What you are asked to do:
Where a line of the material contains the string "instance", copy that line.
Recorded data: Begin
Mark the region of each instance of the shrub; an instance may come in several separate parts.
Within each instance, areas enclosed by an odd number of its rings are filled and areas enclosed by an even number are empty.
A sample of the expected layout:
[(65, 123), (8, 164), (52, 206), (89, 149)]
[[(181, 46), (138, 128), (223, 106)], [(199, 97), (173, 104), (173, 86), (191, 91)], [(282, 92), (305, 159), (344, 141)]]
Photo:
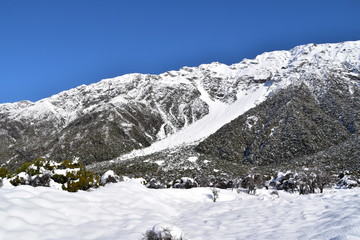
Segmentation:
[(78, 161), (70, 161), (70, 160), (64, 160), (59, 163), (58, 169), (74, 169), (74, 168), (82, 168), (84, 167), (84, 164), (78, 162)]
[[(3, 172), (5, 172), (3, 170)], [(31, 185), (49, 187), (50, 182), (62, 184), (63, 190), (76, 192), (101, 185), (99, 175), (87, 171), (82, 163), (65, 160), (54, 162), (44, 158), (24, 163), (10, 180), (14, 186)]]
[(37, 158), (31, 162), (25, 162), (20, 168), (16, 170), (17, 173), (25, 172), (30, 176), (42, 173), (47, 161), (44, 158)]
[(153, 229), (146, 231), (142, 240), (186, 240), (181, 230), (175, 226), (161, 225), (154, 226)]
[(65, 184), (68, 181), (68, 177), (62, 174), (54, 174), (51, 179), (60, 184)]
[(33, 177), (31, 177), (29, 183), (33, 187), (50, 187), (50, 179), (51, 175), (48, 173), (45, 174), (38, 174)]
[(0, 178), (10, 178), (11, 172), (6, 167), (0, 167)]
[(183, 238), (175, 238), (171, 235), (170, 231), (165, 229), (162, 233), (155, 232), (154, 230), (148, 230), (145, 233), (143, 240), (183, 240)]
[(289, 192), (298, 191), (299, 194), (322, 193), (324, 188), (330, 186), (332, 178), (326, 171), (304, 168), (297, 173), (287, 172), (277, 174), (266, 182), (267, 188), (285, 190)]
[(28, 185), (29, 175), (25, 172), (21, 172), (10, 180), (10, 183), (14, 186)]
[(359, 185), (355, 177), (351, 175), (340, 174), (340, 180), (336, 183), (338, 188), (354, 188)]
[(100, 187), (100, 177), (91, 171), (87, 171), (84, 167), (74, 173), (67, 173), (68, 181), (63, 184), (63, 189), (69, 192), (77, 192), (78, 190), (89, 190), (90, 188)]
[(212, 200), (213, 200), (213, 202), (216, 202), (216, 200), (219, 198), (220, 190), (216, 189), (216, 188), (210, 188), (210, 190), (211, 190), (211, 193), (212, 193), (212, 195), (211, 195)]
[(154, 189), (160, 189), (165, 188), (165, 184), (162, 184), (159, 180), (156, 180), (155, 178), (152, 178), (147, 184), (147, 188), (154, 188)]
[(193, 188), (193, 187), (198, 187), (198, 183), (190, 177), (182, 177), (181, 179), (177, 179), (176, 181), (174, 181), (173, 187), (174, 188), (185, 188), (185, 189), (189, 189), (189, 188)]
[(256, 189), (263, 186), (263, 180), (259, 174), (250, 174), (241, 180), (240, 186), (247, 188), (248, 194), (255, 195)]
Recorded data: End
Response area:
Mark the region of each instance of the shrub; an instance may come in several separate parts.
Within each instance, areas enclosed by an odd number of its rings are filled and areas enclosed by an even number are empty.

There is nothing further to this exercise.